==== Supplied data
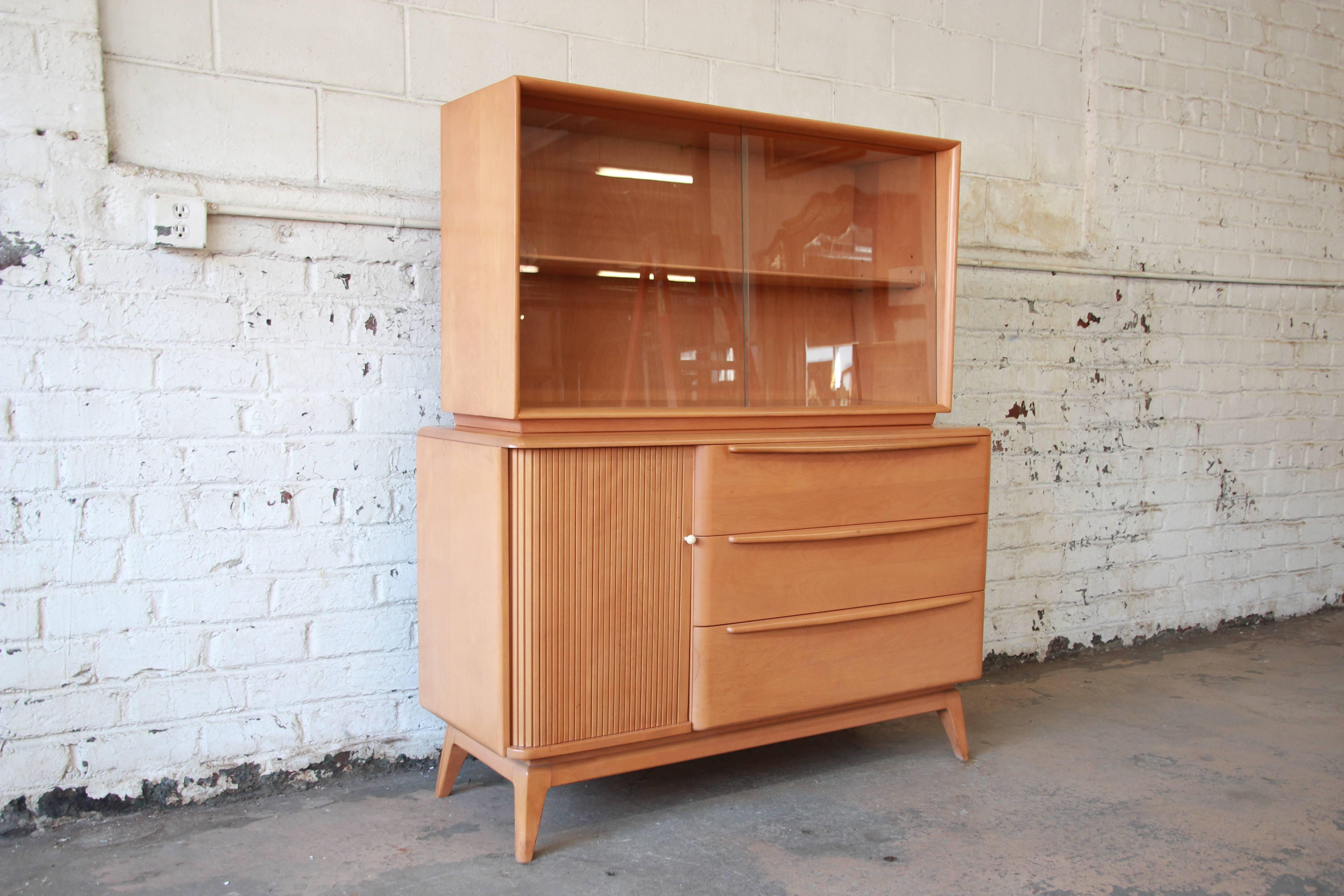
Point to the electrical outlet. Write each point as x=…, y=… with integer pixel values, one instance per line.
x=178, y=221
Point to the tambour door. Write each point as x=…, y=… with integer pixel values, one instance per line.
x=601, y=596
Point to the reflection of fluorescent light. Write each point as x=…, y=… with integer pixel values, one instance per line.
x=644, y=175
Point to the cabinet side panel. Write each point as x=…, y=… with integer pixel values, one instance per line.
x=463, y=586
x=480, y=252
x=601, y=592
x=947, y=198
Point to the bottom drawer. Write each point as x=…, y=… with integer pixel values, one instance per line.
x=799, y=664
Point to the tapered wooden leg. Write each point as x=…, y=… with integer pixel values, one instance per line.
x=450, y=764
x=530, y=789
x=956, y=726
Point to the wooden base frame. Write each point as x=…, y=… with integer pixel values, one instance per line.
x=533, y=778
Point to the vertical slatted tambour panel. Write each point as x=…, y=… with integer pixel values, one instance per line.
x=601, y=592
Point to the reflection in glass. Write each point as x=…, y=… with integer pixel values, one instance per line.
x=631, y=269
x=841, y=279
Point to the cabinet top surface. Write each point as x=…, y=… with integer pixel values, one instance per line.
x=854, y=436
x=545, y=89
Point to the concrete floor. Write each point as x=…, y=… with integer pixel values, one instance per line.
x=1205, y=768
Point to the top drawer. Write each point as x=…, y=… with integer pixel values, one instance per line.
x=874, y=479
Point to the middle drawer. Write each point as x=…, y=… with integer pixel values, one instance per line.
x=762, y=576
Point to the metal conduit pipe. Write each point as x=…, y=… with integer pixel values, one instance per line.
x=424, y=223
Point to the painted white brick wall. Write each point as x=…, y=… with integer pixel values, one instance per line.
x=207, y=461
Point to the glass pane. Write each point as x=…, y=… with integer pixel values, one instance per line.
x=631, y=260
x=841, y=275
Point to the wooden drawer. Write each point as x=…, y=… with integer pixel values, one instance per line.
x=781, y=574
x=795, y=486
x=753, y=671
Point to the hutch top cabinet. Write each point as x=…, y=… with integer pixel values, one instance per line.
x=615, y=261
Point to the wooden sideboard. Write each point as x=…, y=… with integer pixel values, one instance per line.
x=694, y=500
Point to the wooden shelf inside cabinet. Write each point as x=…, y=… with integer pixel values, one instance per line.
x=695, y=500
x=618, y=269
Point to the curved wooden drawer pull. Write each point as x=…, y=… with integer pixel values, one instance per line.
x=847, y=448
x=850, y=616
x=853, y=531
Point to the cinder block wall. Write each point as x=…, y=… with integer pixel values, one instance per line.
x=206, y=457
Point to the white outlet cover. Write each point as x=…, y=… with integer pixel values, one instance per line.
x=177, y=221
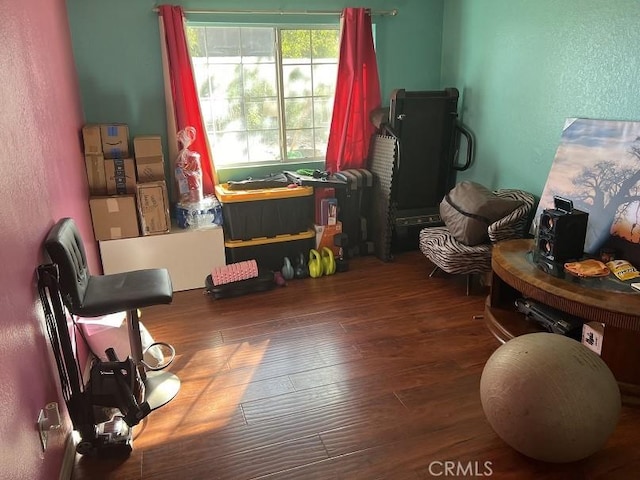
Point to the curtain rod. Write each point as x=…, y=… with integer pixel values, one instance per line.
x=383, y=13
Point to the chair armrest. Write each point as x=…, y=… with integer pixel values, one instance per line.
x=514, y=224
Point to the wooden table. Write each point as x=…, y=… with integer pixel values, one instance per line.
x=604, y=300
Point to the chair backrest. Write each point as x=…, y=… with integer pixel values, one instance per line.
x=64, y=246
x=513, y=225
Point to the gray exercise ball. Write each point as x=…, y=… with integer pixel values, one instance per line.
x=550, y=397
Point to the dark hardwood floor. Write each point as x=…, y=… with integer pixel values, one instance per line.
x=369, y=374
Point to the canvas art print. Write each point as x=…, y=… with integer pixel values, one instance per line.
x=597, y=166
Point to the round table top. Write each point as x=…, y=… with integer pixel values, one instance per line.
x=591, y=298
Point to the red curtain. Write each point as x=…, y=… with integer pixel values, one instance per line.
x=357, y=94
x=183, y=89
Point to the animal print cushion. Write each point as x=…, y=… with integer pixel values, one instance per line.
x=469, y=208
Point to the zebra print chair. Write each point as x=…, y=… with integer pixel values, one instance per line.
x=454, y=257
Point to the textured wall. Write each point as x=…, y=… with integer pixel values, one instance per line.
x=41, y=179
x=524, y=66
x=121, y=74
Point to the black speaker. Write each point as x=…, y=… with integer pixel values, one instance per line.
x=561, y=234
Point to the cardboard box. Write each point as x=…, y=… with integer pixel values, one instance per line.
x=149, y=158
x=593, y=336
x=324, y=237
x=115, y=140
x=147, y=146
x=91, y=139
x=95, y=174
x=150, y=169
x=120, y=175
x=153, y=207
x=114, y=217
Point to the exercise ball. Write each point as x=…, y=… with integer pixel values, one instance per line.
x=550, y=397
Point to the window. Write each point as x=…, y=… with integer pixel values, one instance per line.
x=266, y=92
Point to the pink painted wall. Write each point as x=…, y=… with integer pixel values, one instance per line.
x=42, y=179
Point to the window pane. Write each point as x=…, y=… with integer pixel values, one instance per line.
x=264, y=146
x=297, y=80
x=322, y=111
x=325, y=45
x=228, y=115
x=222, y=42
x=262, y=114
x=259, y=81
x=219, y=81
x=236, y=72
x=258, y=45
x=296, y=46
x=321, y=141
x=298, y=113
x=229, y=148
x=300, y=144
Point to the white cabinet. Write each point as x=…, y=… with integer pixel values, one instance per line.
x=189, y=255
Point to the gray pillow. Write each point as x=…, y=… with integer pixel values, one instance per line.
x=469, y=208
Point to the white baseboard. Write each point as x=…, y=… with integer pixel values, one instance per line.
x=69, y=457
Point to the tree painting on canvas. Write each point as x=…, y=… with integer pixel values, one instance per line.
x=597, y=166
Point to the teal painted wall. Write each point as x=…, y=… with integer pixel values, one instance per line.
x=523, y=66
x=117, y=52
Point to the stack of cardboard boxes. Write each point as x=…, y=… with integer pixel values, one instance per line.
x=121, y=206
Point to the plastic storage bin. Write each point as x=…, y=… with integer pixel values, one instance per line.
x=270, y=252
x=265, y=213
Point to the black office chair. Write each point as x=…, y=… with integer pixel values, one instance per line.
x=89, y=295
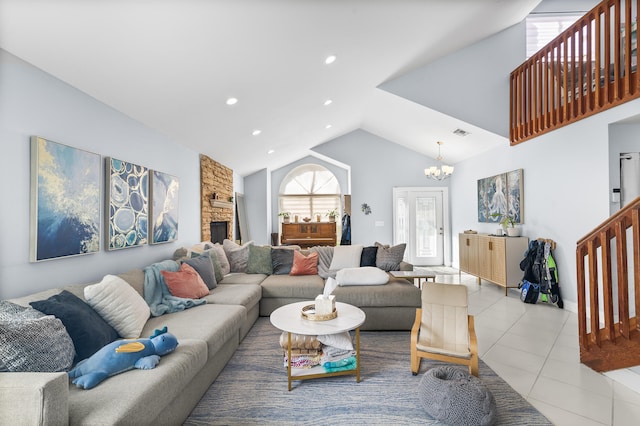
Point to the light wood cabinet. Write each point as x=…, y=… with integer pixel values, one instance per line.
x=495, y=259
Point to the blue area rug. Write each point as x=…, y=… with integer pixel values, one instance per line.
x=252, y=389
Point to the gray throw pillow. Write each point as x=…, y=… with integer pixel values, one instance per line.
x=281, y=261
x=204, y=268
x=238, y=255
x=225, y=268
x=33, y=342
x=259, y=260
x=389, y=258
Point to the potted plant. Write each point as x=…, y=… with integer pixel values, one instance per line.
x=508, y=223
x=286, y=216
x=331, y=214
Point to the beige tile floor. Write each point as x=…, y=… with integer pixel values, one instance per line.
x=535, y=349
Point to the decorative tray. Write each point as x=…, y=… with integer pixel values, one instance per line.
x=309, y=312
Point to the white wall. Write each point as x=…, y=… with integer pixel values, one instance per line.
x=566, y=187
x=35, y=103
x=377, y=166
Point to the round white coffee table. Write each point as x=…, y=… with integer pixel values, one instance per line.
x=289, y=318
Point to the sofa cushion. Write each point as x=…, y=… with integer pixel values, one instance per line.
x=281, y=261
x=204, y=268
x=346, y=257
x=31, y=341
x=396, y=293
x=244, y=295
x=389, y=258
x=304, y=265
x=137, y=396
x=87, y=329
x=368, y=257
x=259, y=260
x=293, y=286
x=366, y=275
x=215, y=324
x=238, y=255
x=119, y=305
x=240, y=278
x=225, y=268
x=185, y=282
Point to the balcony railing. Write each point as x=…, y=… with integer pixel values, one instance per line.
x=590, y=67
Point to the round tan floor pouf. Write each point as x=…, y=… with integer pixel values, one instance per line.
x=455, y=397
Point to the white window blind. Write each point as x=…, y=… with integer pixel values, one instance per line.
x=542, y=28
x=309, y=190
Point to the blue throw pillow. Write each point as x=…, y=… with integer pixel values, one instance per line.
x=88, y=331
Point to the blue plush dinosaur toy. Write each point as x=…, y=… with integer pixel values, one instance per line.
x=123, y=355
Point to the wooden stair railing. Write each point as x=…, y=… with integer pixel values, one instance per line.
x=607, y=343
x=579, y=73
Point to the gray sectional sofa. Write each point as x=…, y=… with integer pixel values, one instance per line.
x=208, y=335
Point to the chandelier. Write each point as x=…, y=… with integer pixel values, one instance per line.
x=440, y=172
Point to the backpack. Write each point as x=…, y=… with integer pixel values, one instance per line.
x=529, y=292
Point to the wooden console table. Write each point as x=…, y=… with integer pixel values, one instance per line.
x=308, y=234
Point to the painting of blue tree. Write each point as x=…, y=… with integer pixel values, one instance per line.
x=65, y=201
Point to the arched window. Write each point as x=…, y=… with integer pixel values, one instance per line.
x=309, y=190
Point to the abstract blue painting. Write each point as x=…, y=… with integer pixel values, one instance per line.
x=164, y=207
x=65, y=201
x=128, y=206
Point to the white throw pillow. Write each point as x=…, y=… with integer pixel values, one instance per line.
x=119, y=304
x=366, y=275
x=346, y=257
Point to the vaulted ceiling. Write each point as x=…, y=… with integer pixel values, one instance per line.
x=172, y=65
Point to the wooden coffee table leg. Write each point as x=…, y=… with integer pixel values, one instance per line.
x=289, y=359
x=358, y=354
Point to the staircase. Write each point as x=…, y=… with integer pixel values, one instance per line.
x=608, y=295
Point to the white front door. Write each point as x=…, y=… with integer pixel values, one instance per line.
x=419, y=222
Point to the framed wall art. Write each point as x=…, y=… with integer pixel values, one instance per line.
x=164, y=207
x=65, y=201
x=502, y=194
x=127, y=195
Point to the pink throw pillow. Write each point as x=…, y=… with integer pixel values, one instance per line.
x=185, y=283
x=304, y=265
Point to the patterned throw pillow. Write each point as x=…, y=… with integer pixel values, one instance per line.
x=389, y=258
x=33, y=342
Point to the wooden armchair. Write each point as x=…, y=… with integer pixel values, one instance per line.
x=443, y=330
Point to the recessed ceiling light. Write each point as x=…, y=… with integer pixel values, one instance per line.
x=330, y=59
x=460, y=132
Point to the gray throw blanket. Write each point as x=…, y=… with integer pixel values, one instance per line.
x=156, y=292
x=325, y=256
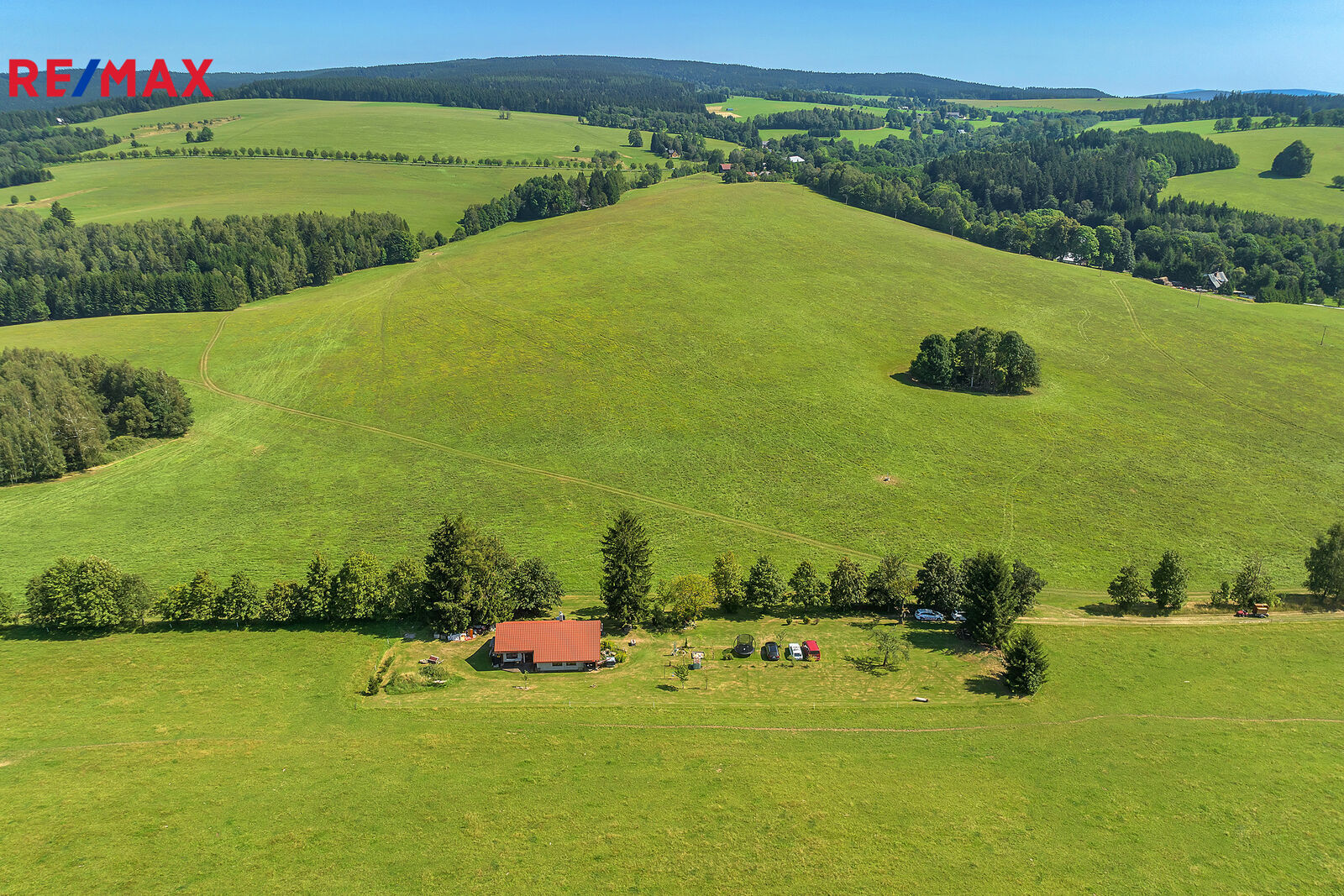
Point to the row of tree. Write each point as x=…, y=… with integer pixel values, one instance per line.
x=54, y=269
x=543, y=197
x=60, y=412
x=1167, y=584
x=979, y=359
x=1116, y=222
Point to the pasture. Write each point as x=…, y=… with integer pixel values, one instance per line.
x=429, y=197
x=1250, y=184
x=383, y=127
x=750, y=107
x=1079, y=103
x=542, y=375
x=1178, y=759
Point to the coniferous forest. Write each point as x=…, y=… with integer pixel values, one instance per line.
x=54, y=269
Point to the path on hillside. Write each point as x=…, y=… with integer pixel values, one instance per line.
x=691, y=726
x=1252, y=409
x=510, y=465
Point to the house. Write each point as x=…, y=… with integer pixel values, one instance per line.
x=548, y=645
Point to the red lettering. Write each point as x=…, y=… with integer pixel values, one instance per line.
x=123, y=76
x=160, y=80
x=198, y=78
x=24, y=81
x=57, y=76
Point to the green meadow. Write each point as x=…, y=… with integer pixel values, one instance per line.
x=382, y=127
x=1081, y=103
x=750, y=107
x=1176, y=759
x=542, y=375
x=1250, y=184
x=429, y=197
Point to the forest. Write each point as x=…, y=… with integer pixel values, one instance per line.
x=546, y=196
x=60, y=412
x=54, y=269
x=1093, y=196
x=1317, y=109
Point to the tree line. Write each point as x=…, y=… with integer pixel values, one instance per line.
x=543, y=197
x=1243, y=105
x=27, y=149
x=1092, y=196
x=54, y=269
x=60, y=412
x=979, y=359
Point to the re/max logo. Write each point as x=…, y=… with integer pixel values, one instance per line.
x=24, y=73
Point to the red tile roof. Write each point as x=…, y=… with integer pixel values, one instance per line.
x=551, y=640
========
Exercise description
Print the stretch of the data from the line containing "Point to the metal" through the line containing "x=177, y=221", keeping every line unchanged and including both of those lines.

Solution for this task
Point to the metal conduit pipe. Write each point as x=…, y=… with integer pixel values, one instance per line.
x=424, y=223
Point to the painted white brick wall. Write each point as x=…, y=… with integer pixel values, one instance per line.
x=207, y=461
Point to the glass pane. Write each point as x=…, y=… with integer pixel values, one instance per line.
x=631, y=260
x=841, y=275
Point to the wooden drawer. Write each point as x=…, y=… with integer pixel values, one instance per line.
x=781, y=574
x=795, y=486
x=753, y=671
Point to the hutch top cabinet. Write each point as x=…, y=… with integer pixel values, one instance per line.
x=615, y=261
Point to the wooden sideboard. Write each point as x=…, y=… with integer pixel values, one instance per line.
x=694, y=500
Point to the wooden shelf inside cabinet. Write each point as x=…, y=… with integer pixel values, one instance per line.
x=695, y=500
x=618, y=269
Point to the curved wooden drawer pull. Write each point as x=…, y=… with integer pixel values, one instance per line.
x=847, y=448
x=850, y=616
x=853, y=531
Point to the cinder block wall. Write each point as x=…, y=… with integer pixel values, one instance per line.
x=206, y=457
Point to the white outlet cover. Write each point as x=…, y=… with integer pixel values, one instance per line.
x=177, y=221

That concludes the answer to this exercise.